> [Text extract]
□ □ □ □ □

# Help! Friend caught her husband cheating on her



## mannalea00 (Mar 17, 2009)

To start off with. me and my husband seem to be doing a lot better after we did talk. We have not got into a fight in over a week (knock on wood)

We have a different problem now. Hubby's best friend has been cheating on his wife (this is the 2nd time) and wife found out about it. The wife called the girl he was cheating with and found out a lot of information. When the wife first found out about it she called me and told me. I mentioned something to my hubby to see if he nkew anything about it. He said he didn't so he called his best friend (the one that is cheating) and told him to get over to our house. The friend supposedly told my hubby about it all and both of them went to wife's house today to help them work it out. 

I have 2 problems with this. 1st I dont' want to get into the middle of it but for some reason the wife calls me and tells me. I want to help her but I dont' know how exactly to help her. And when me and my hubby got together me and her couldn't stand each other. So how can I tell her that I dont' want to be in the middle without making her mad?

And 2, me and my husband disagree about this. They have a 2/5 year old daughter and my hubby is saying that they need to work it out for the daughters sake. I disagree with that b/c when I was 16 I caught my dad cheating on my moma nd that scared me so I think that she needs to tell him to get his stuff out of her house and then let them move on since she has already forgave her husband once for cheating. I know it's not my deicision or my husband's deicision but I just don't want this to cause problems between me and my husband. 

Thanks in advance


----------



## GAsoccerman (Mar 24, 2008)

well I think the other couple should decide what is best for them, you and your husband should stay out of it, not take sides and be friends with both.


----------



## 827Aug (Apr 27, 2008)

□ □ □ □ □

> [Supplied material]
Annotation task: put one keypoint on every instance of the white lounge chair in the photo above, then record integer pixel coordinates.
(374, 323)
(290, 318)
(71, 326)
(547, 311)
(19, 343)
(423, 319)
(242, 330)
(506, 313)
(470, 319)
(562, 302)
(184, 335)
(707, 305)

□ □ □ □ □

Please state how many times, according to the forum thread, the best friend has cheated on his wife. The records have no connection to the forum thread.

> [Correct answer] Twice; this is the second time.